(Records from a point labeling set)
▽

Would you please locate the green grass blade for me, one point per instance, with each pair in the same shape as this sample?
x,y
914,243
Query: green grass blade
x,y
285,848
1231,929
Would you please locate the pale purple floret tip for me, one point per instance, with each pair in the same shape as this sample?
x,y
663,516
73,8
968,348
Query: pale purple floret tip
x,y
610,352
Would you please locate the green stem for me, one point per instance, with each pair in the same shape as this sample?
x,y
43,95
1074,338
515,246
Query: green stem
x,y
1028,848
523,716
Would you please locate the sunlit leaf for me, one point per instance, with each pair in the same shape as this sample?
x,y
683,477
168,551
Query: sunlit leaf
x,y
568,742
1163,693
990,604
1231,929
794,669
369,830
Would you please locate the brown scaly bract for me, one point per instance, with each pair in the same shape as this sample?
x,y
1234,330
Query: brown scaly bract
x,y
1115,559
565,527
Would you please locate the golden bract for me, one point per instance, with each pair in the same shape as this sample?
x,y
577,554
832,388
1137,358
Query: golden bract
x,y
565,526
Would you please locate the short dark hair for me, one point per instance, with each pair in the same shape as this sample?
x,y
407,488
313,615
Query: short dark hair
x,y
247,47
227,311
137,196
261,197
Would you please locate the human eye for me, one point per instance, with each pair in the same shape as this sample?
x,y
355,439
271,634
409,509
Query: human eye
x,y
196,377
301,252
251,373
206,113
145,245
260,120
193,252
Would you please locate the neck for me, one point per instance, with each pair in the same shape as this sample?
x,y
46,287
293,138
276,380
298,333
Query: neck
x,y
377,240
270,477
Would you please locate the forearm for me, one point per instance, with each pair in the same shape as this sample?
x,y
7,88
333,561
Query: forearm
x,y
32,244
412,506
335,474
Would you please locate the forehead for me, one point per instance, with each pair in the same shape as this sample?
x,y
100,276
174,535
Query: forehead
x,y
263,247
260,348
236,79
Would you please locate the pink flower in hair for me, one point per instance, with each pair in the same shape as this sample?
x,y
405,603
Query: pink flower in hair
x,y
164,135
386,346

△

-- WHAT IS REQUIRED --
Can you reproduce the listing above, substituting "pick out" for every "locate" and leaving everything else as it is?

-- EXERCISE OUTPUT --
Would you please pick out the green grass blade for me, one point per instance, with each pair in the same shape as this sample?
x,y
914,243
Query: green grass blade
x,y
285,848
1231,929
Would you please pick out the pale purple floret tip for me, one point per instance, with each pair in the same shape as this sample?
x,y
663,516
73,8
968,348
Query: pale purple floret tip
x,y
610,352
Would you please pick out the green stem for me, one point per instance, with each pair in the same shape as this sample?
x,y
43,95
1074,338
515,246
Query: green stem
x,y
1028,848
523,716
Would you please pick out the sunlit leaf for me, one point per instance, with each pair in the same shape as this sample?
x,y
683,477
168,551
Query: sunlit leaf
x,y
568,742
1163,693
990,604
1231,929
794,669
369,830
Would you please pick out the brown scaly bract for me, one point per instance, with each pair in the same shape as this sample?
x,y
1234,330
Query: brown scaly bract
x,y
1115,559
565,527
Would you please pick out the golden bract for me, one point per instance, with each pair in the same shape as this sample?
x,y
577,554
832,388
1137,358
Query: golden bract
x,y
565,526
Would you please pick out the short dark hair for me, one point per instance, with each pair in the same shape as this sample?
x,y
407,488
313,615
Query: short dark hair
x,y
247,47
227,311
137,196
261,197
Would you please pick out the human eye for me, one point per instance, with each pair in the same shape as this sample?
x,y
355,439
271,634
409,509
Query: human eye
x,y
196,377
301,252
251,373
206,113
145,245
260,120
193,252
Would you please pick out the neck for me, one point per instance, with each pair in the same shape as this sample?
x,y
46,287
293,138
276,380
298,333
Query: neck
x,y
377,240
270,477
Would you please pick out the forearm for me, one point per instance, with each pair in the same shape as this sample?
x,y
7,88
333,561
Query: forearm
x,y
32,244
412,506
335,474
Would you please pick out the forehead for me, one point per instance, with each pair in the same shape as this sample?
x,y
100,276
174,535
Query: forehead
x,y
263,247
260,348
236,79
Would you please pick out the pink flower in hair for me, one point per instance, with each pair in the same shape as this sample?
x,y
405,603
Query: pink flower in hair
x,y
164,135
386,346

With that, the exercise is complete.